## START

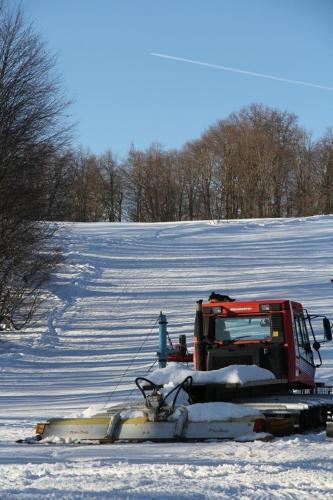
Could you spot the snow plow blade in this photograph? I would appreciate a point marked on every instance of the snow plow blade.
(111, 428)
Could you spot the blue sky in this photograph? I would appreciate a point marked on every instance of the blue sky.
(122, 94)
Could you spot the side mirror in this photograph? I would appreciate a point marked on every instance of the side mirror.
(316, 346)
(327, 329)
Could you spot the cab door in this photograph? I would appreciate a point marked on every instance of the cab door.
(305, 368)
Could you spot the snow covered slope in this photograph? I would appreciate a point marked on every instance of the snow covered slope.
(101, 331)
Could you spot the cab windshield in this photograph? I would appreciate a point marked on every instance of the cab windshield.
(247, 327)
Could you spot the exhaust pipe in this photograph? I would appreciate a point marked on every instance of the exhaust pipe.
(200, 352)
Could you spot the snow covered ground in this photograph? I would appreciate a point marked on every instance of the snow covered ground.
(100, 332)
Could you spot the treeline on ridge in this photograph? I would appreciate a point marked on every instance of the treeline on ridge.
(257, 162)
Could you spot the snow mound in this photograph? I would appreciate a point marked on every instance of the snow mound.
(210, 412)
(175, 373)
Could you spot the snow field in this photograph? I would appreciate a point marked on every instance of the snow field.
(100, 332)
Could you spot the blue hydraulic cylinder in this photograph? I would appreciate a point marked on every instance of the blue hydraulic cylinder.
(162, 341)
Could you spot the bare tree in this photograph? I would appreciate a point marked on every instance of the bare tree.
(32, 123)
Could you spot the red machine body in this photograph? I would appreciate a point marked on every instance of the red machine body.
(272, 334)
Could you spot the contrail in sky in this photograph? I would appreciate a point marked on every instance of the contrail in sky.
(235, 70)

## END
## START

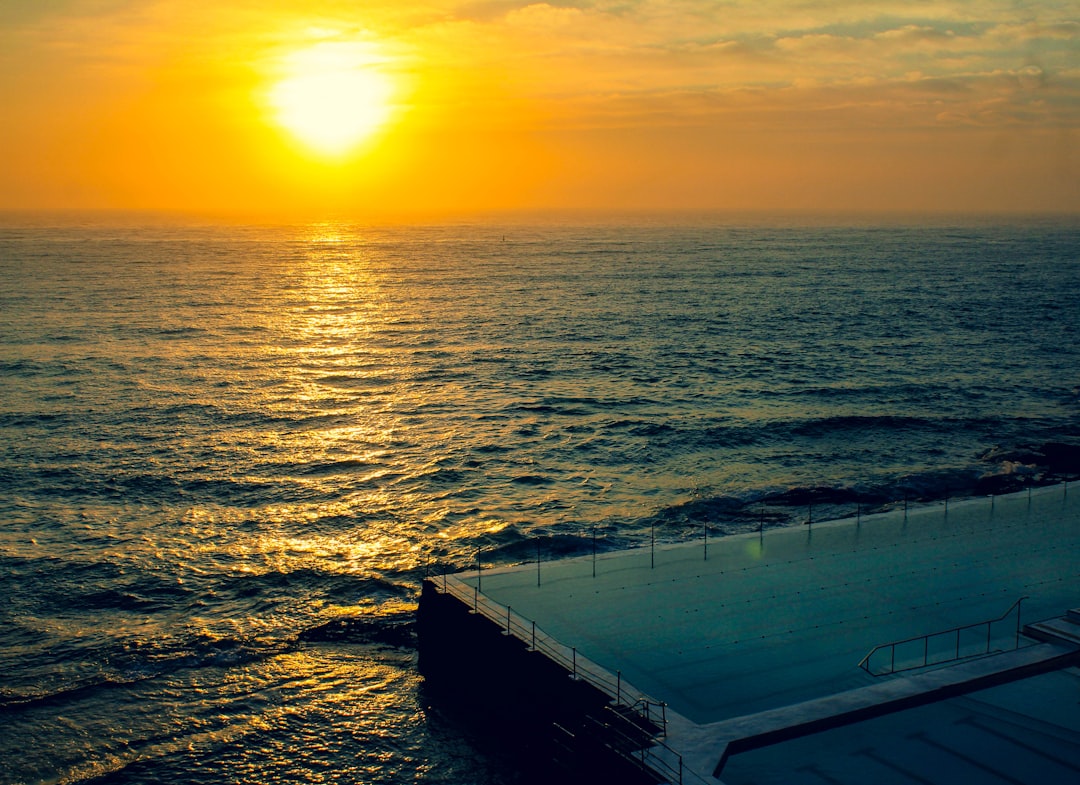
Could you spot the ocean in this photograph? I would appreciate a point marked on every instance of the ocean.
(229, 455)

## END
## START

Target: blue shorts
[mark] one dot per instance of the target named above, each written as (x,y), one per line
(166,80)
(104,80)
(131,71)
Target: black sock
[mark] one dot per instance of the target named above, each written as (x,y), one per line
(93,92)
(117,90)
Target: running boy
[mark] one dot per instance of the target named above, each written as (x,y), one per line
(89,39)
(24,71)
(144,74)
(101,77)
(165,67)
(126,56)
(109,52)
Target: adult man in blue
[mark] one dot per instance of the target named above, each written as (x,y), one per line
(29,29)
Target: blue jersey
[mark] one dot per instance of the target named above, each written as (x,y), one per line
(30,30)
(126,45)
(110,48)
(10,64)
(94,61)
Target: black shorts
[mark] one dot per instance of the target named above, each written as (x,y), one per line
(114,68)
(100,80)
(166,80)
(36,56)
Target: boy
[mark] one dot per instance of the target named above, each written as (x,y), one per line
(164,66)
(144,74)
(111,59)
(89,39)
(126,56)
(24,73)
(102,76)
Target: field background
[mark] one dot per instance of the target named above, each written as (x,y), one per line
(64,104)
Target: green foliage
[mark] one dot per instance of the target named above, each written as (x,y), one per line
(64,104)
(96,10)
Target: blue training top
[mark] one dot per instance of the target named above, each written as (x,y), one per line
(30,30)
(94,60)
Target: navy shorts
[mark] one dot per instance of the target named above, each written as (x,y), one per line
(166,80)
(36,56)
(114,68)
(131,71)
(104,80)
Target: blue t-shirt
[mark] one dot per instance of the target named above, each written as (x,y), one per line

## END

Stated exercise:
Pick out every line above that contains the word "shorts", and copy each one. Case counts.

Full answer:
Target: blue shorts
Target: black shorts
Target: navy shorts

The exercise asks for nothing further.